JOBS ::
(1) Reproduce the part of the marriage rulebook passage between "On your wedding" and "everything you do.", inclusive.
(2) Translate this sentence from the marriage rulebook passage into Spanish: "You didn't start a new book together."
(3) According to the marriage rulebook passage, your book reveals your expectations of which things?

TEXT SECTION ::
★ ★ ★ ★ ★

On your wedding day, each of you carried a special book up the aisle . . . and then back down the aisle after you were pronounced husband and wife. You didn’t start a new book together. No, your individual books are still with you everywhere you go, and they govern everything you do.

Your book is called My Sexual Rulebook, and it’s unique to you. It rules your marriage, including every aspect of your sexual communication. That book is what makes you comfortable or uncomfortable with certain sexual acts and decides how you’ll interact with your spouse. It was developed as you were growing up, based on experiences you had in your family of origin, with peers, and while dating, as well as anything that happened to you in the relational realm, especially in the way the opposite gender treated you.

Problem is, most couples have no idea they are carrying that book around or how it affects each of them. It is time to uncover what your book says about your expectations of yourself, the opposite sex, and your relationship.

How Your Parents Treated You

The kind of relationship you had with your parents has everything to do with how you expect to be treated by your spouse. Which of the following do you most closely identify with?

★ ★ ★ ★ ★

STORED ROWS ::
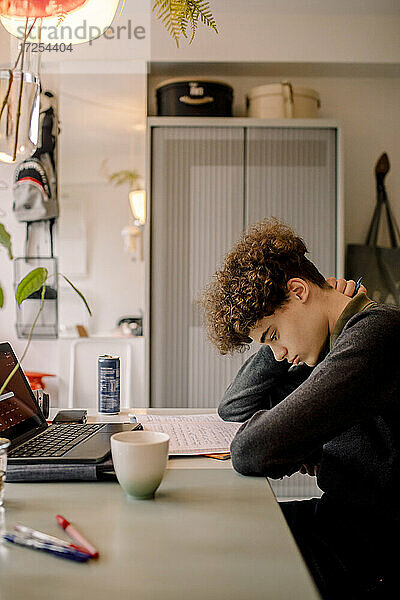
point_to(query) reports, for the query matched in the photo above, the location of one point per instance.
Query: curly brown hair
(252, 282)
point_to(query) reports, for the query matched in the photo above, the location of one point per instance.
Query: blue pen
(358, 285)
(59, 551)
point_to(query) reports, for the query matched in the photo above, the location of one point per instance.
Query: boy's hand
(345, 286)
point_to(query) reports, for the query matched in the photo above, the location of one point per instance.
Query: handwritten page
(193, 434)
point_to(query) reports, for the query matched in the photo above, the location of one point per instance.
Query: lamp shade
(38, 8)
(18, 135)
(87, 22)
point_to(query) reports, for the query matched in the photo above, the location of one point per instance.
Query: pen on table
(75, 535)
(34, 534)
(59, 551)
(358, 285)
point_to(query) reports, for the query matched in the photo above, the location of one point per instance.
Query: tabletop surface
(209, 534)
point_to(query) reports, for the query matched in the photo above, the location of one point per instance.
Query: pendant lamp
(66, 21)
(38, 8)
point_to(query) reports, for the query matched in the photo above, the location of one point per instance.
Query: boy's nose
(279, 353)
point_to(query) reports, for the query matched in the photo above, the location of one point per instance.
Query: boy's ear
(299, 288)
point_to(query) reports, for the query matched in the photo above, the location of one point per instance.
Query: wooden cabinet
(210, 179)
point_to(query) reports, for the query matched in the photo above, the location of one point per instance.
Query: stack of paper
(193, 434)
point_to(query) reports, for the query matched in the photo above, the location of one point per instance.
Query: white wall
(365, 31)
(336, 32)
(368, 110)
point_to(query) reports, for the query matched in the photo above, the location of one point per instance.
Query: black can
(194, 98)
(109, 384)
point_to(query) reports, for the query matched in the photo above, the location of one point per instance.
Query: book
(192, 434)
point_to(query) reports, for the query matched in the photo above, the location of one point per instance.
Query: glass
(18, 136)
(47, 323)
(4, 444)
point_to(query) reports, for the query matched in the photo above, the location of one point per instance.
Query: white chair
(82, 388)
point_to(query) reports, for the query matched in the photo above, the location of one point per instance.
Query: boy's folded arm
(261, 383)
(340, 392)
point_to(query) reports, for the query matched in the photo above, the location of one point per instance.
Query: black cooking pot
(194, 98)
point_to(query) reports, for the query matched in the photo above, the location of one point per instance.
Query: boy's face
(296, 332)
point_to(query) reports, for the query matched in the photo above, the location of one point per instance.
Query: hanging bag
(379, 267)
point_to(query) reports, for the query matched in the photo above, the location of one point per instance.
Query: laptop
(32, 439)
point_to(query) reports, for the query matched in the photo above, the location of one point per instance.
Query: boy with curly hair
(321, 396)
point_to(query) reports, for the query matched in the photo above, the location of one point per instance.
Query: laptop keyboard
(56, 441)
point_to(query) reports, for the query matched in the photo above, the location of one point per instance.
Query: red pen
(78, 537)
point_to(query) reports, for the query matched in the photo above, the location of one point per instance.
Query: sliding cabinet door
(291, 175)
(197, 212)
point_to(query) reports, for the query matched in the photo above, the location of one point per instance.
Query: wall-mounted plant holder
(47, 323)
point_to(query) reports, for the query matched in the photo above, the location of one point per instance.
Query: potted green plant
(181, 16)
(33, 282)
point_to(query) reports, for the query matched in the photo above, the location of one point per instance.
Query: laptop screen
(19, 412)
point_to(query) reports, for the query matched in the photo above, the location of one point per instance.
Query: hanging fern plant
(181, 16)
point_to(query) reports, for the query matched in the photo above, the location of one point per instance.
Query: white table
(209, 534)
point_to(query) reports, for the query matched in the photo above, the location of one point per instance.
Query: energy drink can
(108, 382)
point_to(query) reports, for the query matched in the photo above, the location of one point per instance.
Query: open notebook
(192, 434)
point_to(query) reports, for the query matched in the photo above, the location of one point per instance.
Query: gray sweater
(344, 414)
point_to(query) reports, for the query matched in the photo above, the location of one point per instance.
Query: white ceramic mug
(139, 458)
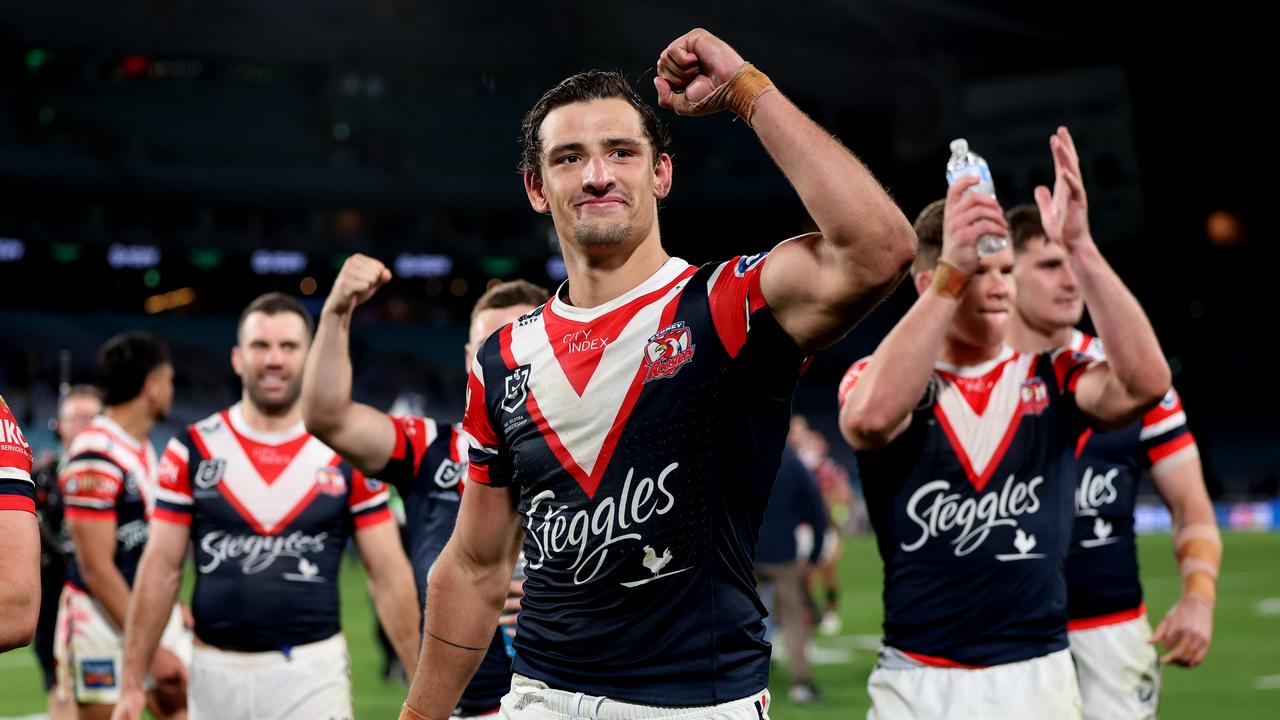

★ ★ ★ ★ ★

TASK RESULTS ::
(1)
On your wedding day, each of you carried a special book up the aisle . . . and then back down the aisle after you were pronounced husband and wife. You didn’t start a new book together. No, your individual books are still with you everywhere you go, and they govern everything you do.

(2) No comenzaron un libro nuevo juntos.

(3)
- Yourself
- The opposite sex
- Your relationship